3 trilyon $'lık petrol Erbil'i ihya ediyor

Bir zamanlar Akdeniz, Basra ve Uzak Asya'ya uzanan ticaret yollarının kavşak noktasında bulunan ve bölgenin en büyük ticaret merkezlerinden biri sayılan Kuzey Irak'taki "Kürdistan Bölgesel Yönetimi"nin başkenti Erbil, yüzyıllardır süren savaş ve yoksulluk cenderesinden "petrol" ile çıkmayı umuyor.

Asurlular'ın "Arba-ilu", Perslerin "Arbira" ve Kürtler'in "Hewler" adını verdiği Ortadoğu'nun kadim kentlerinden Erbil'in sakinleri, tarihin derinliklerinden gelen ağırbaşlılıkları ile atalarının yaşadığı bolluğu ve refahı yeniden yaşamak için adeta gün sayıyor.

90'lardan önce yoksulluk, kitlesel katliamlar ve Bağdat yönetimine başkaldıran savaşçıları ile dünya gündemine gelen Erbil, şimdi tüm dünyaya "Yeni Dubai" olarak lanse ediliyor.

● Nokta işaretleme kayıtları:
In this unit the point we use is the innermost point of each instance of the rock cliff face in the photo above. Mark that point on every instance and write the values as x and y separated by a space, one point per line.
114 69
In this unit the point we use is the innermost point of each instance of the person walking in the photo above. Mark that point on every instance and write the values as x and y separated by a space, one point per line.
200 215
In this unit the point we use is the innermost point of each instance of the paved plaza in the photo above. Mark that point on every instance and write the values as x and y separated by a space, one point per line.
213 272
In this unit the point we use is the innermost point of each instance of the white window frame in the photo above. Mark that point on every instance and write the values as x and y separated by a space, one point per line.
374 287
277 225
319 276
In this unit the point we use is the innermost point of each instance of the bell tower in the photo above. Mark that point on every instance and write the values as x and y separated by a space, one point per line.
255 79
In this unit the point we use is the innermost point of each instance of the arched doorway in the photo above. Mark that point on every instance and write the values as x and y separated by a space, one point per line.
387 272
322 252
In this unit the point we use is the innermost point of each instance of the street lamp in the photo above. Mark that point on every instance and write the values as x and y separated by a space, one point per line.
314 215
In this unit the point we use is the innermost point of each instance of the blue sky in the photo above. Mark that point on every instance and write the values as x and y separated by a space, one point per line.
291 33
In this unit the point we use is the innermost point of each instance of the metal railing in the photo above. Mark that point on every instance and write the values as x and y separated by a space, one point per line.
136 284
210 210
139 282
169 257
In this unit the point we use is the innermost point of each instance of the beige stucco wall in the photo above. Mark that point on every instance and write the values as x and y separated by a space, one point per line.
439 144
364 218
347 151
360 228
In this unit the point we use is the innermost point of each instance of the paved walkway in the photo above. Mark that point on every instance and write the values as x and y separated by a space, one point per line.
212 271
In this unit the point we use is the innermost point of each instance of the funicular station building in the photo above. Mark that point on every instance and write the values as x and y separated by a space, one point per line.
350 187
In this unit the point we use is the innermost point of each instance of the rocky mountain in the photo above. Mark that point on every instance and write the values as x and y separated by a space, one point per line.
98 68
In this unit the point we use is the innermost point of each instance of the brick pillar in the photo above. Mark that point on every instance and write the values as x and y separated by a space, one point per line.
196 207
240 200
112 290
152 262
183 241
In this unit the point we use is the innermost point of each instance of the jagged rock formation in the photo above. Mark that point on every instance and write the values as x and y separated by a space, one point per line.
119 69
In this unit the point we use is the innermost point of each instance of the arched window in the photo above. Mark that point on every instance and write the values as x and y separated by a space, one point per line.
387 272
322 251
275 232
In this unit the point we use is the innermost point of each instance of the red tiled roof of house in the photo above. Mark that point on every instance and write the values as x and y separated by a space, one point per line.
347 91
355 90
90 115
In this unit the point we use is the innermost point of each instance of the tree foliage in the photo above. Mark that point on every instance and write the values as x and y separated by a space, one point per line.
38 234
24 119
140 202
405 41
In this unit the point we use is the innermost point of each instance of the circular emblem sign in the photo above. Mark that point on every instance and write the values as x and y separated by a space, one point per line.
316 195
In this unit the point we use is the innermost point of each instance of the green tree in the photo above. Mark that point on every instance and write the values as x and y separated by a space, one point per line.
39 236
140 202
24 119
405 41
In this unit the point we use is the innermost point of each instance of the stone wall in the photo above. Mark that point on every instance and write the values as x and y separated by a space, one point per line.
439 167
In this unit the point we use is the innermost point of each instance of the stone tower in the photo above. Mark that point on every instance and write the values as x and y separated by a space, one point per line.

● Yönergeler:
**a.** Kayıtlarda "wall" sözcüğünü barındıran bütün satırları bir araya toplayın.
**b.** Erbil'in petrolle kalkınmasını anlatan metnin devamını, son cümlesinden sonra gelecek biçimde yazın.
Kayıtların metinle hiçbir ilgisi yoktur.

● Alıştırma Sonuçları:
**a.**
In this unit the point we use is the innermost point of each instance of the beige stucco wall in the photo above. Mark that point on every instance and write the values as x and y separated by a space, one point per line.
In this unit the point we use is the innermost point of each instance of the stone wall in the photo above. Mark that point on every instance and write the values as x and y separated by a space, one point per line.

**b.**
Yeraltı zenginliklerini dünya pazarlarına açan Kürtler ve bölgeye yatırım yağdıran uluslararası şirketler, Erbil'i ve kendilerini "ihya" etmek için kolları sıvamış gözüküyor. Kentin her yanında devasa inşaatlar var. Türk firmalar, Erbil'in yeniden yapılandırılmasında önemli rol oynuyor. İnşaat sektörünün yüzde 75'ini, enerji sektörünün de yaklaşık yüzde 10'unu Türk firmalar oluşturuyor.

Irak'ın genelinin aksine Erbil sokaklarında da umut ve neşeyi canlı canlı görmek mümkün. Konuştuğumuz Erbilliler, "Giderek gelişiyoruz. Petrol bizi daha da zengin yapacak. Tüm komşularımızla ilişkilerimizi daha da geliştirmek istiyoruz" diyor.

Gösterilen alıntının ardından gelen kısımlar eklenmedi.